> [EXERCISE DIRECTIONS]: Reproduce the abortion-laws passage word for word, from "Lawmakers in various" up to and including "says is unconstitutional.".

--- QUOTED PASSAGE Enclosed Below ---

A minor in Connecticut can access abortion without a parent’s permission, no problem. But in Colorado, a minor needs to let one parent know about the decision 48 hours before or get a judicial bypass, thanks to a 2003 law. Patients in Lubbock, Texas have to travel over 300 miles to the closest abortion clinic thanks to TRAP laws, whereas college students in California could soon have access to medication abortion on campus.
Abortion access was contingent on zip code and income even before Roe, as a few states already had legalized it before the 1973 Supreme Court decision. In states that didn’t, wealthy women and gender minorities still had the means to travel elsewhere to obtain the medical procedure. Still, Roe undoubtedly made access better, despite the legislative setbacks. So it is unnerving that lawmakers are emboldened enough to now say the quiet part out loud — that they want to overturn Roe — and the Supreme Court, with its conservative majority, is inclined to agree with them. (This unprecedented uncertainty about the future of Roe is also coupled with an unprecedented public support for it.)
Lawmakers in various states are pushing extreme anti-abortion legislation, in hopes that it will make it to the Supreme Court and help overturn Roe. Then, it will be up to states to individually decide whether or not abortion is legal. The legislation passed Tuesday in Alabama and Michigan are good examples of that. Both bills outlaw abortion before viability (around 24 weeks), which Supreme Court precedent says is unconstitutional.
Tuesday’s votes are the trend of 2019. Between January and March, 28 states considered bills that would ban abortion in all kinds of ways. The most notable is the so-called “heartbeat” ban, which would ban abortion as soon as a doctor can first detect cardiac activity, or as early as six weeks. Four states passed such bans this year, but none are in effect.

--- End of Enclosed QUOTED PASSAGE ---
--- DATA EXTRACTS Enclosed Below ---

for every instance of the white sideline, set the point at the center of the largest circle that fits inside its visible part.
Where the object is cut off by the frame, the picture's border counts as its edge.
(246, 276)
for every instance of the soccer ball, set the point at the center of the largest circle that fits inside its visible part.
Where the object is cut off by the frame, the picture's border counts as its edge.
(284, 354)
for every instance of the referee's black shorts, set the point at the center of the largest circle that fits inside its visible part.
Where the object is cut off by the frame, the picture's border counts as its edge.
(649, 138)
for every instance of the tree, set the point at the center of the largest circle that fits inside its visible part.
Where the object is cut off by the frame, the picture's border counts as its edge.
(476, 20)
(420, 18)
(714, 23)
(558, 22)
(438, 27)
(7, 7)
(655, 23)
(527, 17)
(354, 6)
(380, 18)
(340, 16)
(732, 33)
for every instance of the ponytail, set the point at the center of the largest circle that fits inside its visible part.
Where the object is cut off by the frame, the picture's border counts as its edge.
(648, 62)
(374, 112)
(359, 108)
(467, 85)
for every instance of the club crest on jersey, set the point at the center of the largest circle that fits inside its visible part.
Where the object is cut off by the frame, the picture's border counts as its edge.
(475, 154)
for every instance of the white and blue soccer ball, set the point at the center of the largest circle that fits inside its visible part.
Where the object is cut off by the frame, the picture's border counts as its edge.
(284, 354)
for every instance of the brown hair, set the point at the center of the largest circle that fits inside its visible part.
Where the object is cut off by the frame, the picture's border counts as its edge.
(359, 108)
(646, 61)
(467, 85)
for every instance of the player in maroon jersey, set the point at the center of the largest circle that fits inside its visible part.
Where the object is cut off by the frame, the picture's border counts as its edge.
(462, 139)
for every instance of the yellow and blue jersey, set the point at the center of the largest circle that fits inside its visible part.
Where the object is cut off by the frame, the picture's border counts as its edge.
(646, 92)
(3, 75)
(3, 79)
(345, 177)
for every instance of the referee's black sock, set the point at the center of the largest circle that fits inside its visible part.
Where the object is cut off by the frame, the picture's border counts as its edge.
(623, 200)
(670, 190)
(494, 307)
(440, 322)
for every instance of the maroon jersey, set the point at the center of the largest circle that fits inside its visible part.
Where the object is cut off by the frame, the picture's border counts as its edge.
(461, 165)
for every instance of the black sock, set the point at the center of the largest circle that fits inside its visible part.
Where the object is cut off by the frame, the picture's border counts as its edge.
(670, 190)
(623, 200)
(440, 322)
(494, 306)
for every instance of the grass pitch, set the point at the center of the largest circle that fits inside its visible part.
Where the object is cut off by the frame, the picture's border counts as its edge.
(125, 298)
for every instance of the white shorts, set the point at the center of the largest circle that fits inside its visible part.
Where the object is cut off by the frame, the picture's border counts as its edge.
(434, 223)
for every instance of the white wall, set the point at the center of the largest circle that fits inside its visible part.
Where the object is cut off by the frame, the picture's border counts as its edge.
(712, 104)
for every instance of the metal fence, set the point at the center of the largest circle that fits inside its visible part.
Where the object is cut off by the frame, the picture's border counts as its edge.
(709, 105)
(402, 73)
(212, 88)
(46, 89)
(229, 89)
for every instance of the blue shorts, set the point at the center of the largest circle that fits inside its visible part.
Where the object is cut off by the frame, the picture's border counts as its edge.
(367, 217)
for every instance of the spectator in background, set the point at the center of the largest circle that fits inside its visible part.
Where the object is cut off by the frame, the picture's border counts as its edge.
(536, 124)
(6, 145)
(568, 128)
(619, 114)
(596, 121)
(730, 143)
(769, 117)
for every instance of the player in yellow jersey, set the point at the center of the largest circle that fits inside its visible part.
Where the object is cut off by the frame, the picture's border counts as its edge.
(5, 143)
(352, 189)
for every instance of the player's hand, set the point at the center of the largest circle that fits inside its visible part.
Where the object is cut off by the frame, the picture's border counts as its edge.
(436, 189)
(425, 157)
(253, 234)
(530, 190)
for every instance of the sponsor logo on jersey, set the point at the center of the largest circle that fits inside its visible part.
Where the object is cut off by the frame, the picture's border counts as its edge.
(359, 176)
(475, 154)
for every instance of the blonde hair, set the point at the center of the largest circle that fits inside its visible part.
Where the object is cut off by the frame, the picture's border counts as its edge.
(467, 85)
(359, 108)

--- End of Enclosed DATA EXTRACTS ---

> [SOLUTION]:
Lawmakers in various states are pushing extreme anti-abortion legislation, in hopes that it will make it to the Supreme Court and help overturn Roe. Then, it will be up to states to individually decide whether or not abortion is legal. The legislation passed Tuesday in Alabama and Michigan are good examples of that. Both bills outlaw abortion before viability (around 24 weeks), which Supreme Court precedent says is unconstitutional.